PROBLEM TO WORK ON —
Copy out the entries below exactly as they stand, but only from the line containing "Task: find each instance of the woman's teeth" through the line containing "Task: find each instance of the white hair".

>>>>

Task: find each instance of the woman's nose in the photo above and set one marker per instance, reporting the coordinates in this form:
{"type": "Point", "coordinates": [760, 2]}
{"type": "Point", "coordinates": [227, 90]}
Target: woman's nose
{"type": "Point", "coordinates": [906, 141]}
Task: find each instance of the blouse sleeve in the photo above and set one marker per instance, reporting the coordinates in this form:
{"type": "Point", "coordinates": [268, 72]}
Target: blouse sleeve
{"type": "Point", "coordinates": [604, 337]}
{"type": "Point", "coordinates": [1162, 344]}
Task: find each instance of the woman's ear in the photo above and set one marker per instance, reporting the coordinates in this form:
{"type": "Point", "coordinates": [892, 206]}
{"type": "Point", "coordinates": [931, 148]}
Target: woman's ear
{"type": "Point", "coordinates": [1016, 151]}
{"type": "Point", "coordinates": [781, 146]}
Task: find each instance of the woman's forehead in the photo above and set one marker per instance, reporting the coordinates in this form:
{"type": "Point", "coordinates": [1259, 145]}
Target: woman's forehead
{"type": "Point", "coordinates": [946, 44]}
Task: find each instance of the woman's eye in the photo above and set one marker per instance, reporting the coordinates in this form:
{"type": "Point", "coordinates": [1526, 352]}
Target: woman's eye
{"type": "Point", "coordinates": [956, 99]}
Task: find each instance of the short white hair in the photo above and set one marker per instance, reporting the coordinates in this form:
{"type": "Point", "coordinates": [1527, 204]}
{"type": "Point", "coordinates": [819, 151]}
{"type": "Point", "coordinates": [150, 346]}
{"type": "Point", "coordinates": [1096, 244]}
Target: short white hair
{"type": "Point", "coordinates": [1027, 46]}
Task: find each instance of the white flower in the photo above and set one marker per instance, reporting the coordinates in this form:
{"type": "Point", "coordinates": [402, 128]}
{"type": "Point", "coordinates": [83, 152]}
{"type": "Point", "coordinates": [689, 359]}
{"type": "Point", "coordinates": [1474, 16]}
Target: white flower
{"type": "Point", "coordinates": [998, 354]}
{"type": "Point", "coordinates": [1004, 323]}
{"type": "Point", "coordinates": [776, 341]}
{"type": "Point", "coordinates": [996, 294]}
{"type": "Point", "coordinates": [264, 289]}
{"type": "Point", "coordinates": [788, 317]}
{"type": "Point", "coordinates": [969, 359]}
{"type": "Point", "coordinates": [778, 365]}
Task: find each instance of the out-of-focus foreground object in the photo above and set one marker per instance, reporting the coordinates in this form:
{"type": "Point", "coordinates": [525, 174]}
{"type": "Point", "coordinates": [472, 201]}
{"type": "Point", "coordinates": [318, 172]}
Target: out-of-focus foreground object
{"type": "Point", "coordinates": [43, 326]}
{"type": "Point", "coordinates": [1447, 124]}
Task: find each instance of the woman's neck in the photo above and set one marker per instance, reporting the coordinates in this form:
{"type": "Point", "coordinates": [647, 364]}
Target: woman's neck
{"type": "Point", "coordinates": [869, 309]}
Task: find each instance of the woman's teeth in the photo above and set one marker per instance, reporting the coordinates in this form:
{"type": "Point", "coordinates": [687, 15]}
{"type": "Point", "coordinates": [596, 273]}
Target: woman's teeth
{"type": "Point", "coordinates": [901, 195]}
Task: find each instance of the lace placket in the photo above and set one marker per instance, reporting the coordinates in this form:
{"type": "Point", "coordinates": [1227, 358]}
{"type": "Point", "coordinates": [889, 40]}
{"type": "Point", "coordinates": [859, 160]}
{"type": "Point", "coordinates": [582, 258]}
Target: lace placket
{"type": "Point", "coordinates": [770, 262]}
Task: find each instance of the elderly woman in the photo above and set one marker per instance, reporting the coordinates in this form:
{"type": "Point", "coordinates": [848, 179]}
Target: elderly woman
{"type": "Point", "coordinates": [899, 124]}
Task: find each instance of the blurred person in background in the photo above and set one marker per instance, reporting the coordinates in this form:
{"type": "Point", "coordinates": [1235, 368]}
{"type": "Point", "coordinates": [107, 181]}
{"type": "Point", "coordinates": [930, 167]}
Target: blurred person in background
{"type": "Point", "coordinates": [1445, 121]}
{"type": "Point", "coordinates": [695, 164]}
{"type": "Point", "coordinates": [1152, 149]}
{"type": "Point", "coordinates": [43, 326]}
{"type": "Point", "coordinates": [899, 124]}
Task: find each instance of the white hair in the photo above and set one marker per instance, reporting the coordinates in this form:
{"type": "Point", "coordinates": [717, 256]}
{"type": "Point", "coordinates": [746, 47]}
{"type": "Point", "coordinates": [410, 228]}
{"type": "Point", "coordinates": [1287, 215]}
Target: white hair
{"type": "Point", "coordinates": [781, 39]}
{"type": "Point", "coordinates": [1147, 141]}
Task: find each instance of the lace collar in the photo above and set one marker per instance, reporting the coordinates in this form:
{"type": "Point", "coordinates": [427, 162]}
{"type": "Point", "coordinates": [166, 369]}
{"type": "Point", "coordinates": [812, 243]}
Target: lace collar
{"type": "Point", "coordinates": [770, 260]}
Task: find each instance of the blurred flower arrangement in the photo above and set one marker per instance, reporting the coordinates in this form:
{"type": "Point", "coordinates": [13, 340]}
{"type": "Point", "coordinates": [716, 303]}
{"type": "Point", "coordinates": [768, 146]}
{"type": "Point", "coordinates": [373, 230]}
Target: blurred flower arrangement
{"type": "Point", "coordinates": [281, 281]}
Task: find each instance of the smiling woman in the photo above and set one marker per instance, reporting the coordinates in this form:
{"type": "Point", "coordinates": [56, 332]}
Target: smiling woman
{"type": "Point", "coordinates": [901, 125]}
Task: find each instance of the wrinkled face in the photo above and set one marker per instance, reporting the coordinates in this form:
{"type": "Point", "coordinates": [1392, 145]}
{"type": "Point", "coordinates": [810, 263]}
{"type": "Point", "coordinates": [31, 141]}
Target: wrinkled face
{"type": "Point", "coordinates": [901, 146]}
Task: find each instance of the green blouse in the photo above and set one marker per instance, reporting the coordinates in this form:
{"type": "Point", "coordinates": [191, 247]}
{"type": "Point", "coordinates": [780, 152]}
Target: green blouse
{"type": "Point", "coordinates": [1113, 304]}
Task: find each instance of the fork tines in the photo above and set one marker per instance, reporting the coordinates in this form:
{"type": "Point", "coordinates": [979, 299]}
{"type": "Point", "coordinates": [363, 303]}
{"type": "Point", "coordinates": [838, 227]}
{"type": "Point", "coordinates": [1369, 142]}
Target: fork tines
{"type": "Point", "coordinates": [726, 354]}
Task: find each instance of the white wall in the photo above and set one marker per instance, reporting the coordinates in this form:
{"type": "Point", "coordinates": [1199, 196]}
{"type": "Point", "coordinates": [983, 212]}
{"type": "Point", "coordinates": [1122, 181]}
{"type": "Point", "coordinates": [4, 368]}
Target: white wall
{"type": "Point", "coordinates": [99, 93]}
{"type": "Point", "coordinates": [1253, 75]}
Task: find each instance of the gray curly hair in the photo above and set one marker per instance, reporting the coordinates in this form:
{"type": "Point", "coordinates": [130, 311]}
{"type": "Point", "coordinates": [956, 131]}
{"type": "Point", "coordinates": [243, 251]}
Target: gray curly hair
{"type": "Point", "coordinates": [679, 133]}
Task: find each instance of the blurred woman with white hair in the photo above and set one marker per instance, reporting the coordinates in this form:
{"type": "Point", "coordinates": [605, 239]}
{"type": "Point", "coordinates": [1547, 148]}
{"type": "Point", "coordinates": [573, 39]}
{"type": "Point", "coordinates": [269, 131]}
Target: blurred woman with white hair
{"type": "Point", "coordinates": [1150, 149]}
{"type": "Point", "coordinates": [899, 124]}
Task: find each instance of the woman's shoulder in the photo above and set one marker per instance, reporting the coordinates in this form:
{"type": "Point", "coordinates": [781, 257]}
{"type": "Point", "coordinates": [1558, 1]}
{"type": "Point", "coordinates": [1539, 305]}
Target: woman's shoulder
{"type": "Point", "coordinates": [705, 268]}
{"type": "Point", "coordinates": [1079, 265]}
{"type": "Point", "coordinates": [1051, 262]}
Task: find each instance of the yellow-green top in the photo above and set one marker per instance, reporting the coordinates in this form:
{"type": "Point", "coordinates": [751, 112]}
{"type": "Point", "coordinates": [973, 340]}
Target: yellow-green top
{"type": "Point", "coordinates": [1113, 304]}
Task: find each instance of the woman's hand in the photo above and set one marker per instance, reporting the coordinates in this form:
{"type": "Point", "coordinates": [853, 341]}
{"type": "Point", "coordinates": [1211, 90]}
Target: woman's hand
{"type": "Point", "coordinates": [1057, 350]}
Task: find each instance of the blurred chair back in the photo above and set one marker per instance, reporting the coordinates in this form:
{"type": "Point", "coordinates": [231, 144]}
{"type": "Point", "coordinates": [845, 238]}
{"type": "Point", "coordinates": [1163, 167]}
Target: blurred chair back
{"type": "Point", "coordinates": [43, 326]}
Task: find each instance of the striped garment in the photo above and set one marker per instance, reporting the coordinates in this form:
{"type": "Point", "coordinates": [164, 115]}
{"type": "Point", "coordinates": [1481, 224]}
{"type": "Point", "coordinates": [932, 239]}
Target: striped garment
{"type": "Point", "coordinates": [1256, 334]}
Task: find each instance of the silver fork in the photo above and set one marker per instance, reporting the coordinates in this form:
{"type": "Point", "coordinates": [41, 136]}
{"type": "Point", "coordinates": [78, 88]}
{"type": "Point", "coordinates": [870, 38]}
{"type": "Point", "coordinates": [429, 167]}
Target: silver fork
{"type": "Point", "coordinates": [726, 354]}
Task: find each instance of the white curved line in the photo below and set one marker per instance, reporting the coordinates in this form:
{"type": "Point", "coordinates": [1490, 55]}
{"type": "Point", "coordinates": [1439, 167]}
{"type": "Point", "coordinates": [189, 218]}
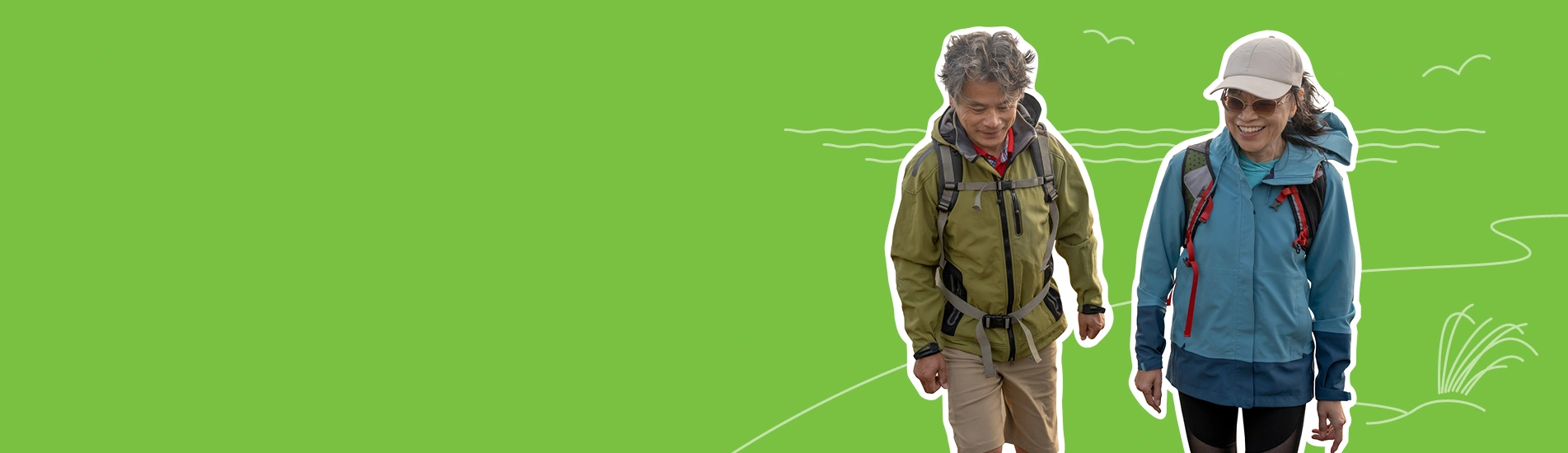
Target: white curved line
{"type": "Point", "coordinates": [1420, 129]}
{"type": "Point", "coordinates": [814, 406]}
{"type": "Point", "coordinates": [858, 130]}
{"type": "Point", "coordinates": [1455, 71]}
{"type": "Point", "coordinates": [1385, 145]}
{"type": "Point", "coordinates": [1402, 413]}
{"type": "Point", "coordinates": [1493, 366]}
{"type": "Point", "coordinates": [1121, 159]}
{"type": "Point", "coordinates": [1125, 145]}
{"type": "Point", "coordinates": [1135, 130]}
{"type": "Point", "coordinates": [873, 145]}
{"type": "Point", "coordinates": [1107, 41]}
{"type": "Point", "coordinates": [1528, 253]}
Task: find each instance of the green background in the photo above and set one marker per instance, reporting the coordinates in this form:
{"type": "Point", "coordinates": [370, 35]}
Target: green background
{"type": "Point", "coordinates": [535, 227]}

<<<<

WRITTEN ANSWER —
Task: find each instance of the woman's teeth in the photo above and set one marker per instance, reporting the coordinates in this form:
{"type": "Point", "coordinates": [687, 15]}
{"type": "Point", "coordinates": [596, 273]}
Target: woman's teeth
{"type": "Point", "coordinates": [901, 195]}
Task: find each instance of the lace placket in the photo above and set one marker per instance, reporting the coordinates in this form:
{"type": "Point", "coordinates": [1227, 358]}
{"type": "Point", "coordinates": [889, 40]}
{"type": "Point", "coordinates": [859, 160]}
{"type": "Point", "coordinates": [582, 258]}
Target: lace placket
{"type": "Point", "coordinates": [770, 262]}
Task: find each instance of the elderly woman in the photo above and set one marker per instance, reporting the coordinates in this form:
{"type": "Point", "coordinates": [848, 179]}
Target: elderly woman
{"type": "Point", "coordinates": [899, 124]}
Task: find each instance of the blurred person in background in the photo above and set one marker per instance, reporting the coordinates in this form:
{"type": "Point", "coordinates": [1235, 368]}
{"type": "Point", "coordinates": [107, 181]}
{"type": "Point", "coordinates": [930, 167]}
Target: blurred person in background
{"type": "Point", "coordinates": [1445, 121]}
{"type": "Point", "coordinates": [695, 164]}
{"type": "Point", "coordinates": [1152, 149]}
{"type": "Point", "coordinates": [43, 326]}
{"type": "Point", "coordinates": [899, 124]}
Task: find each instance of the white hair in the photo above and set one marker per instance, reporting the coordinates in this form:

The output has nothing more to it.